SOURCE PASSAGE:

** BEGIN **

Requirements
Functional Requirements:
- Create a short URL for a given long URL.
- Return the long URL associated with a given short URL.
Non-Functional Requirements:
- High Availability:99.9% uptime
- Low Latency:Redirect < 10ms
- Scale:每天 1億次寫入,100億次讀取
- Durability:資料保存 5 年,約 91 TB
API Design
Write Path:
POST /api/v1/urls
Request: { long_url, custom_alias?, expires_at? } Response:
201 Created → { short_url, long_url, expires_at }
400 Bad Request → { error: "Invalid URL" }
409 Conflict → { error: "Alias already taken" }
Read Path:
GET /{short_code}
Response:
302 Redirect → Location: long_url
404 Not Found → { error: "URL not found" }
410 Gone → { error: "URL expired" }
High-Level Design
The system consists of the following components:
1. Load Balancer
- Distributes incoming traffic across multiple API servers
- Ensures no single server is overwhelmed
2. API Servers (Stateless)
- Handle write path: receive long URL, generate short code
- Handle read path: receive short code, return redirect
- Stateless design allows horizontal scaling
3. ID Generator
- Generates unique IDs using Auto Increment
- Converts ID to Base62 short code (6 characters)
- Ensures no duplicate short URLs
4. Cache (Redis)

** END **

PROBLEMS:
a) In the URL shortener design notes, how many characters long is the Base62 short code?
b) Extend the URL shortener design notes, picking up right after the last line.

DATA BLOCK:
** BEGIN **

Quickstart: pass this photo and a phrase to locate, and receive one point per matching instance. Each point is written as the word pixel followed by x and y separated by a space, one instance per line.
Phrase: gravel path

** END **

FINAL RESULTS:
a) 6 characters.

b)
- Stores frequently accessed short_code → long_url mappings
- Cache-Aside pattern: check cache first, fallback to DB
- Reduces database load for read
-heavy traffic (100:1 read/write)
5. Database (Primary + Replicas)
- Primary handles all writes
- Replicas handle reads (read/write separation)
- Sharding by hash(short_code) for horizontal scaling
Write Path: Client → Load Balancer → API Server → ID Generator → Database Primary → return short_url
Read Path: Client → Load Balancer → API Server → Redis Cache (Hit: 302 Redirect) → Cache Miss → Database Replica → write back to Cache → 302 Redirect
Detailed Component Design
Component 1: ID Generator
How it works:
- New request comes in → Database generates Auto Increment ID
- Convert ID to Base62 (characters: a-z, A-Z, 0-9 = 62 chars)
- Example: ID 10001 → Base62 → "2Bi"
- 6-digit Base62 = 62^6 ≈ 56.8 billion unique combinations
How it scales:
- Single ID Generator becomes a bottleneck at high traffic
- Solution: Use Snowflake ID (distributed ID generation)
- Each server generates its own unique ID
- No coordination needed between servers
Tradeoffs:
- Base62 vs Hash(MD5)
- Base62: no collision, but needs centralized ID generator
- MD5: no central dependency, but collision risk exists
- Cost of change: switching hash algorithm after launch
requires DB migration + all existing URLs break
- Conclusion: Base62 preferred for reliability
---
Component 2: Cache (Redis)
How it works:
- Pattern: Cache-Aside (Lazy Loading)
1. API Server checks Redis for short_code
2. Cache Hit → return long_url immediately (< 1ms)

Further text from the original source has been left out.